--- Source data ---

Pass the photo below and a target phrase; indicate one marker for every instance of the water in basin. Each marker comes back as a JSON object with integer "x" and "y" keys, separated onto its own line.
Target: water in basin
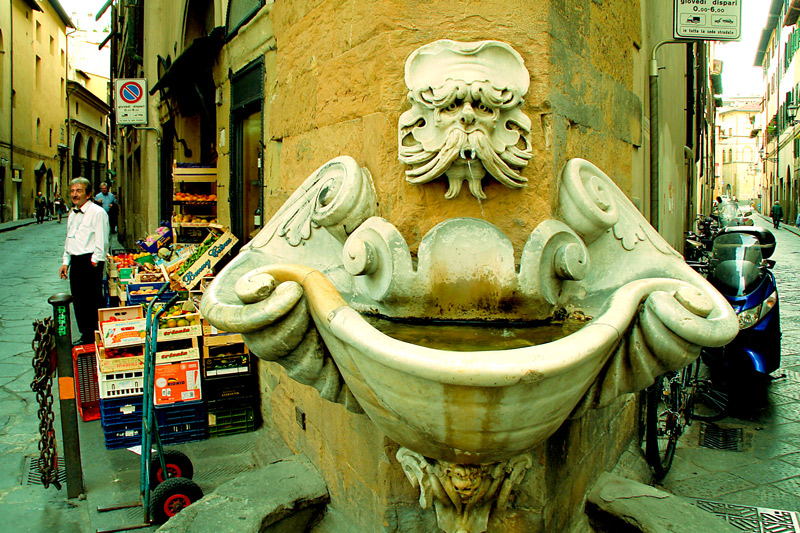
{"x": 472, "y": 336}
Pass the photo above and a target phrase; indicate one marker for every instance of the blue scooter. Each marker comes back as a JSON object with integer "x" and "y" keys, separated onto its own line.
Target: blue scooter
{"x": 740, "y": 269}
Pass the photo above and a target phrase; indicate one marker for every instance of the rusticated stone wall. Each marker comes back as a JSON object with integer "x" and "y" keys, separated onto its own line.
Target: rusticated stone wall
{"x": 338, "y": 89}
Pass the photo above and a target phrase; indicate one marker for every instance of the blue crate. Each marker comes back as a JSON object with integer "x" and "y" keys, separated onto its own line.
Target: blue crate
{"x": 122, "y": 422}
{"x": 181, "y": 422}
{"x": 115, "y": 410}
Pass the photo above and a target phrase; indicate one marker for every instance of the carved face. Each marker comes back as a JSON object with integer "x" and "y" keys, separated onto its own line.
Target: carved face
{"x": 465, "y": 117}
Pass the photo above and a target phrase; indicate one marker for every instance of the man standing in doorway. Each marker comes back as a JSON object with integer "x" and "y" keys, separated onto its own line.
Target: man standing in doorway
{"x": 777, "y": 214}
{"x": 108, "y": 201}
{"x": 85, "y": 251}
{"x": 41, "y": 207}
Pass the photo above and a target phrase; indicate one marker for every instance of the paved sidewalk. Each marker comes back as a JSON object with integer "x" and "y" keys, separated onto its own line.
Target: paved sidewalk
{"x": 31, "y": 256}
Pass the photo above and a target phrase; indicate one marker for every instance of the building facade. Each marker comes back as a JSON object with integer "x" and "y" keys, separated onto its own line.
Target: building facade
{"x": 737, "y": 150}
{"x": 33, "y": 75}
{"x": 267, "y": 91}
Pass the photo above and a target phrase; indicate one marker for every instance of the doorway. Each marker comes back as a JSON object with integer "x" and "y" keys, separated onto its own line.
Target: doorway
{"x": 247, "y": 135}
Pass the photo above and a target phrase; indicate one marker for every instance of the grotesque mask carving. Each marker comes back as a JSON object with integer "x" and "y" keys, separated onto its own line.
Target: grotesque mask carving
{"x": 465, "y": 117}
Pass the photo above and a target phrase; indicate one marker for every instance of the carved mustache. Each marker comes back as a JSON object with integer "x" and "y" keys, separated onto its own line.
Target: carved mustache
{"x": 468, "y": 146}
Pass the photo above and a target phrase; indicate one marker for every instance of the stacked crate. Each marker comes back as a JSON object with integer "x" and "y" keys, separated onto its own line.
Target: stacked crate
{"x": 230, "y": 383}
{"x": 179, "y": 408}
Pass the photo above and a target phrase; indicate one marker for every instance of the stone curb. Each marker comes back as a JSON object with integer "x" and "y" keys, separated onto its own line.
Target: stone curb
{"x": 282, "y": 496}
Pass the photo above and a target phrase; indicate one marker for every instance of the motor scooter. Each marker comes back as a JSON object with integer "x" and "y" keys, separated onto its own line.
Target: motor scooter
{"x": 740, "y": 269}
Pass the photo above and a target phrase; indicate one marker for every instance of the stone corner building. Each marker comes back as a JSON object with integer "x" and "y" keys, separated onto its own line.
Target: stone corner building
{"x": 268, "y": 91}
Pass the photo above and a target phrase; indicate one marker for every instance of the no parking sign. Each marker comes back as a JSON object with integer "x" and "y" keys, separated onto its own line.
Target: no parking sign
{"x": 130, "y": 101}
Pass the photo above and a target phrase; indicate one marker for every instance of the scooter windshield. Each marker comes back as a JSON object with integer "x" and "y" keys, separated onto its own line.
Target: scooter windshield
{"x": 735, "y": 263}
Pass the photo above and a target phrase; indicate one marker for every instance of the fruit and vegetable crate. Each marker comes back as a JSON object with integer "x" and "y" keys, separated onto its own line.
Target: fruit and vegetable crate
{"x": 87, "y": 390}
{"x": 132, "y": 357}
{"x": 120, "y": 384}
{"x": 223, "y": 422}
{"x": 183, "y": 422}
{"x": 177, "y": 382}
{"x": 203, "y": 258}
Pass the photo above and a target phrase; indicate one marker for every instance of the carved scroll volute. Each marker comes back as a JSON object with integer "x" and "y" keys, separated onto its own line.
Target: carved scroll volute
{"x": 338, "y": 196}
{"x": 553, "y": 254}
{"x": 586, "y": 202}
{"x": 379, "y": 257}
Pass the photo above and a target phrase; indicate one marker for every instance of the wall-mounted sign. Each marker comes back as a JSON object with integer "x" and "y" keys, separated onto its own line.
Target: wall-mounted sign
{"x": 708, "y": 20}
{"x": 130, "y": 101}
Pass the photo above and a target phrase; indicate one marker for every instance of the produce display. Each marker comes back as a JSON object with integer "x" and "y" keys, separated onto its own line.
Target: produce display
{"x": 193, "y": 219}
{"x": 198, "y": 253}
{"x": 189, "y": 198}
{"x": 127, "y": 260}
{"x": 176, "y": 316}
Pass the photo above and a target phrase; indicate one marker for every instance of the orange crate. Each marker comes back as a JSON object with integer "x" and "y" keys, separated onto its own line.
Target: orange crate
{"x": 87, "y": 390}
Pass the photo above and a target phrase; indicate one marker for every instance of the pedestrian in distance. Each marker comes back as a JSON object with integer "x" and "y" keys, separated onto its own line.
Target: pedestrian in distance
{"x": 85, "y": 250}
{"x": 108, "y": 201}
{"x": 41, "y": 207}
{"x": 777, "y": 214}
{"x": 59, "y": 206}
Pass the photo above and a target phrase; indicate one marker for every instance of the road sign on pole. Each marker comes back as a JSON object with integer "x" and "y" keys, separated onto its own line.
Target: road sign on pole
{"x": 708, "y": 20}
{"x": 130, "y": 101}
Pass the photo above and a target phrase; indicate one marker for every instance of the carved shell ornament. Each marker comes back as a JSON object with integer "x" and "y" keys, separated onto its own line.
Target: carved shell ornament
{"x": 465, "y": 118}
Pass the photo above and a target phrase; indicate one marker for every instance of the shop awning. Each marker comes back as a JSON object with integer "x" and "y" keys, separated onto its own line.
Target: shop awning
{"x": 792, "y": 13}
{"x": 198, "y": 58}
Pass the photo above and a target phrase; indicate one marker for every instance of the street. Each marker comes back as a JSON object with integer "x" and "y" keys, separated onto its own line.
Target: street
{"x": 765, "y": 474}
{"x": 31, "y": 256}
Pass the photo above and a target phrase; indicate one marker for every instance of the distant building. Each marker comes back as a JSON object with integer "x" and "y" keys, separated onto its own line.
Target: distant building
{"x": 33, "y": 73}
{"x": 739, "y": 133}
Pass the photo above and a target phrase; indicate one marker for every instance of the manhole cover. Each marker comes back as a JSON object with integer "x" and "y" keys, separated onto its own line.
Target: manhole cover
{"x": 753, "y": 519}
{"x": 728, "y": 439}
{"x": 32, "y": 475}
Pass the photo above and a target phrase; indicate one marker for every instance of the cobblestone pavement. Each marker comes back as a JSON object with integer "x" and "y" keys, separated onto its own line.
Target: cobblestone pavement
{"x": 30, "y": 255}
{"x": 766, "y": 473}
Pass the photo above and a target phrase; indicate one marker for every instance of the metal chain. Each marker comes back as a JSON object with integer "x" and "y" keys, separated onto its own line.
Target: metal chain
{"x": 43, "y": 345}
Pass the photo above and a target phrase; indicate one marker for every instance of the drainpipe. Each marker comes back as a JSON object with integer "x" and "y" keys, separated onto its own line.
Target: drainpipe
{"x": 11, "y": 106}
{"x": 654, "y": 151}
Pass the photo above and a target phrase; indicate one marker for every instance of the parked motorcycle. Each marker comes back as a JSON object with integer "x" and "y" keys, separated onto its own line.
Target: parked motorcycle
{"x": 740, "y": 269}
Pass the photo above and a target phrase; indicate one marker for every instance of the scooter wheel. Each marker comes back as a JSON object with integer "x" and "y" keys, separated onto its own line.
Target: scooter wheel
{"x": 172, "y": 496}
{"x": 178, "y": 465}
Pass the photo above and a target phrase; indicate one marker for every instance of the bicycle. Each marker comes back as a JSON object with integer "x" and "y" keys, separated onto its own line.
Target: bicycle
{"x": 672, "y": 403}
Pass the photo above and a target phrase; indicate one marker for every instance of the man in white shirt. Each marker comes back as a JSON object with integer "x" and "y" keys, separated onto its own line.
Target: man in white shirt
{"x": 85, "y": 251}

---

__Exercise brief__
Print the entries as they stand, first line through the line holding "of the rusticated", with every picture removed.

__Written response__
Pass the photo below and a target phrase; indicate one marker for every instance of the water in basin. Each marker comes back as a JSON object with integer "x" and "y" keys, separated onto its own line.
Target: water in basin
{"x": 472, "y": 336}
Pass the photo above and a target phrase; indicate one marker for every instance of the blue scooter. Each marker comes back as a JSON object with integer "x" and "y" keys, separated onto its own line.
Target: blue scooter
{"x": 740, "y": 269}
Pass the photo above and a target phrase; indicate one marker for every instance of the rusticated stone wall. Each marker comes back as a JSON object with integer "x" and "y" keys, separated onto its own line.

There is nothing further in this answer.